▶ Requirement: Each line below has to be set down again exactly.

Saved data entries:
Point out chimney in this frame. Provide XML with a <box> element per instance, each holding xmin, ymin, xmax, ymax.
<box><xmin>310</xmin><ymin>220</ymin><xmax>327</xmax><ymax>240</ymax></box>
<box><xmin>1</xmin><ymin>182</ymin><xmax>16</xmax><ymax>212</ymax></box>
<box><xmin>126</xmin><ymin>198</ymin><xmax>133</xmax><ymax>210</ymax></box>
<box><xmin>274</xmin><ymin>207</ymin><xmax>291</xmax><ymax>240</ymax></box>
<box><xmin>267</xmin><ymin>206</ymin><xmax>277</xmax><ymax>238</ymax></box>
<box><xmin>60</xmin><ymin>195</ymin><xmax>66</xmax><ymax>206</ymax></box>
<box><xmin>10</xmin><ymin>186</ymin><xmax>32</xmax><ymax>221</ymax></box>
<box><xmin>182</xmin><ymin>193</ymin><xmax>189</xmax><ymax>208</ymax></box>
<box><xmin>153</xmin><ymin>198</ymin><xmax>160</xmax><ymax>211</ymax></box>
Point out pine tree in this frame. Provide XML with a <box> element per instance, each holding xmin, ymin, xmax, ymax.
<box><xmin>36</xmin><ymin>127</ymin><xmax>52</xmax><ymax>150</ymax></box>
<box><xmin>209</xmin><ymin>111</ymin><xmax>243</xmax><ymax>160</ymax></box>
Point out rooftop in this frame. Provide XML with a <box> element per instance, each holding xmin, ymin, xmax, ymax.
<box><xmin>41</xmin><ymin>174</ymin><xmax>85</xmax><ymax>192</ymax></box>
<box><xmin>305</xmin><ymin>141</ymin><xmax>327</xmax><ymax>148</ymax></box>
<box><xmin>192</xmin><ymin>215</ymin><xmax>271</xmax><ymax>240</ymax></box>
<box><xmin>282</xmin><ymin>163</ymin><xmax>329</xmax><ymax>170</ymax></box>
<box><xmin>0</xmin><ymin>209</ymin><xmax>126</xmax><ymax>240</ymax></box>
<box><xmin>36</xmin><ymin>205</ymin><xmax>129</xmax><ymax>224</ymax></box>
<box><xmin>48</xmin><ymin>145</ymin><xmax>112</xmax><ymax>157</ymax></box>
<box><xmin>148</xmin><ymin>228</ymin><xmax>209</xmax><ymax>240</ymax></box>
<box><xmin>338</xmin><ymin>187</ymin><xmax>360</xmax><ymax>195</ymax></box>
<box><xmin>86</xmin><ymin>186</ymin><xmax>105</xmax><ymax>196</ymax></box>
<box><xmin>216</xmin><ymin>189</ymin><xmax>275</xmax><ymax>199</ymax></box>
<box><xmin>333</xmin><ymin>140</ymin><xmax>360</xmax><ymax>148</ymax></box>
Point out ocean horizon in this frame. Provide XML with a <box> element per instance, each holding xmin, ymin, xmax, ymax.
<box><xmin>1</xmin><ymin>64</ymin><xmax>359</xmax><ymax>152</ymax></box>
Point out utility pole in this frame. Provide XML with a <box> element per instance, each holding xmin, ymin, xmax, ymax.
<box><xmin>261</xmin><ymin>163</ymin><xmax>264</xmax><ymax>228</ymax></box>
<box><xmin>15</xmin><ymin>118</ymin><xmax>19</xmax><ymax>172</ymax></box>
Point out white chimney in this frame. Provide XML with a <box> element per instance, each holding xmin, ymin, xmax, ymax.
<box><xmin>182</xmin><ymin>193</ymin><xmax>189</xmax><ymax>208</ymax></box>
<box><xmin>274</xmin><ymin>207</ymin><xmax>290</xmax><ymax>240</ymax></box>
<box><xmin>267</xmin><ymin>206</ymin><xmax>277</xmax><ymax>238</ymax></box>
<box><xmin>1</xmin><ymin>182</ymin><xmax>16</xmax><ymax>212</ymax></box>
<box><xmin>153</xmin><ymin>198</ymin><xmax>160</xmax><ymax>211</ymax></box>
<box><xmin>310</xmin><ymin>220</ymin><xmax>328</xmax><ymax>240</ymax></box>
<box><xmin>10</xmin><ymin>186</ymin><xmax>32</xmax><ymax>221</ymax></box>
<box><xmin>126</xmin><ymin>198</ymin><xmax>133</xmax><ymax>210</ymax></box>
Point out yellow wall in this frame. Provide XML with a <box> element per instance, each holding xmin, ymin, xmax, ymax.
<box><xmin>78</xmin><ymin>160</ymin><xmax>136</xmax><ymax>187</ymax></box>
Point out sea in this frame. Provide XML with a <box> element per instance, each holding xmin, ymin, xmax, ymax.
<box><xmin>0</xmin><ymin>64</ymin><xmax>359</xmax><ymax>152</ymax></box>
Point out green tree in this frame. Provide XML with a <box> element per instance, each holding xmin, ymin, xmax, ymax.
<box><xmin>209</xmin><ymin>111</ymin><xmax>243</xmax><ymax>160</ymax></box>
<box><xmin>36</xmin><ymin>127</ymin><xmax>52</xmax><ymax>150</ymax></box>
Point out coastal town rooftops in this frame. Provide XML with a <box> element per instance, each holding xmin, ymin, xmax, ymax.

▶ Exercise result:
Point out chimney in this frame. Provide XML with a <box> element per instance, each holding xmin, ymin, xmax, ymax.
<box><xmin>310</xmin><ymin>220</ymin><xmax>327</xmax><ymax>240</ymax></box>
<box><xmin>1</xmin><ymin>182</ymin><xmax>16</xmax><ymax>212</ymax></box>
<box><xmin>126</xmin><ymin>198</ymin><xmax>133</xmax><ymax>210</ymax></box>
<box><xmin>274</xmin><ymin>207</ymin><xmax>291</xmax><ymax>240</ymax></box>
<box><xmin>267</xmin><ymin>206</ymin><xmax>277</xmax><ymax>238</ymax></box>
<box><xmin>60</xmin><ymin>195</ymin><xmax>66</xmax><ymax>206</ymax></box>
<box><xmin>10</xmin><ymin>186</ymin><xmax>32</xmax><ymax>221</ymax></box>
<box><xmin>182</xmin><ymin>193</ymin><xmax>189</xmax><ymax>208</ymax></box>
<box><xmin>153</xmin><ymin>198</ymin><xmax>160</xmax><ymax>211</ymax></box>
Point out pine tree in this frame. Provide XML with a <box> element per instance, each holding xmin, ymin, xmax, ymax.
<box><xmin>36</xmin><ymin>127</ymin><xmax>52</xmax><ymax>150</ymax></box>
<box><xmin>209</xmin><ymin>111</ymin><xmax>243</xmax><ymax>160</ymax></box>
Point out rooftop in this frame. Provide XML with a <box> element per instance, each holding xmin, ymin, xmax, ymax.
<box><xmin>41</xmin><ymin>174</ymin><xmax>85</xmax><ymax>192</ymax></box>
<box><xmin>305</xmin><ymin>141</ymin><xmax>327</xmax><ymax>148</ymax></box>
<box><xmin>192</xmin><ymin>215</ymin><xmax>271</xmax><ymax>240</ymax></box>
<box><xmin>282</xmin><ymin>163</ymin><xmax>329</xmax><ymax>170</ymax></box>
<box><xmin>0</xmin><ymin>209</ymin><xmax>126</xmax><ymax>240</ymax></box>
<box><xmin>36</xmin><ymin>205</ymin><xmax>129</xmax><ymax>224</ymax></box>
<box><xmin>48</xmin><ymin>145</ymin><xmax>112</xmax><ymax>157</ymax></box>
<box><xmin>148</xmin><ymin>228</ymin><xmax>209</xmax><ymax>240</ymax></box>
<box><xmin>338</xmin><ymin>187</ymin><xmax>360</xmax><ymax>195</ymax></box>
<box><xmin>86</xmin><ymin>186</ymin><xmax>105</xmax><ymax>196</ymax></box>
<box><xmin>216</xmin><ymin>189</ymin><xmax>275</xmax><ymax>199</ymax></box>
<box><xmin>333</xmin><ymin>140</ymin><xmax>360</xmax><ymax>148</ymax></box>
Point out ocean horizon in this frame. Provide XML with a <box> element per instance, each holding xmin, ymin, xmax, ymax.
<box><xmin>1</xmin><ymin>64</ymin><xmax>359</xmax><ymax>152</ymax></box>
Point out utility pole in this frame. Provide XML with a <box> element per instance, each holding xmin, ymin, xmax, ymax.
<box><xmin>261</xmin><ymin>163</ymin><xmax>264</xmax><ymax>228</ymax></box>
<box><xmin>15</xmin><ymin>118</ymin><xmax>19</xmax><ymax>172</ymax></box>
Point out white chimney in this frame. Provide XML with a <box> element per instance, each holding xmin, ymin, xmax, ymax.
<box><xmin>182</xmin><ymin>193</ymin><xmax>189</xmax><ymax>208</ymax></box>
<box><xmin>274</xmin><ymin>207</ymin><xmax>290</xmax><ymax>240</ymax></box>
<box><xmin>267</xmin><ymin>206</ymin><xmax>277</xmax><ymax>238</ymax></box>
<box><xmin>1</xmin><ymin>182</ymin><xmax>16</xmax><ymax>212</ymax></box>
<box><xmin>153</xmin><ymin>198</ymin><xmax>160</xmax><ymax>211</ymax></box>
<box><xmin>310</xmin><ymin>220</ymin><xmax>328</xmax><ymax>240</ymax></box>
<box><xmin>10</xmin><ymin>186</ymin><xmax>32</xmax><ymax>221</ymax></box>
<box><xmin>126</xmin><ymin>198</ymin><xmax>133</xmax><ymax>210</ymax></box>
Point out yellow wall in this frame. Provide XML with a <box> element per instance, each holding xmin, ymin, xmax, ymax.
<box><xmin>78</xmin><ymin>160</ymin><xmax>136</xmax><ymax>187</ymax></box>
Point out sea in this frame. Provide XML with a <box> element per instance, each holding xmin, ymin, xmax, ymax.
<box><xmin>0</xmin><ymin>64</ymin><xmax>359</xmax><ymax>152</ymax></box>
Point out green tree in this frame. Provide XML with a <box> element per instance, each holding xmin, ymin, xmax, ymax.
<box><xmin>209</xmin><ymin>111</ymin><xmax>243</xmax><ymax>160</ymax></box>
<box><xmin>36</xmin><ymin>127</ymin><xmax>52</xmax><ymax>150</ymax></box>
Point out coastal town rooftops in this frame. Provide XML with a <box> element per instance, each holding xmin, ymin, xmax, ymax.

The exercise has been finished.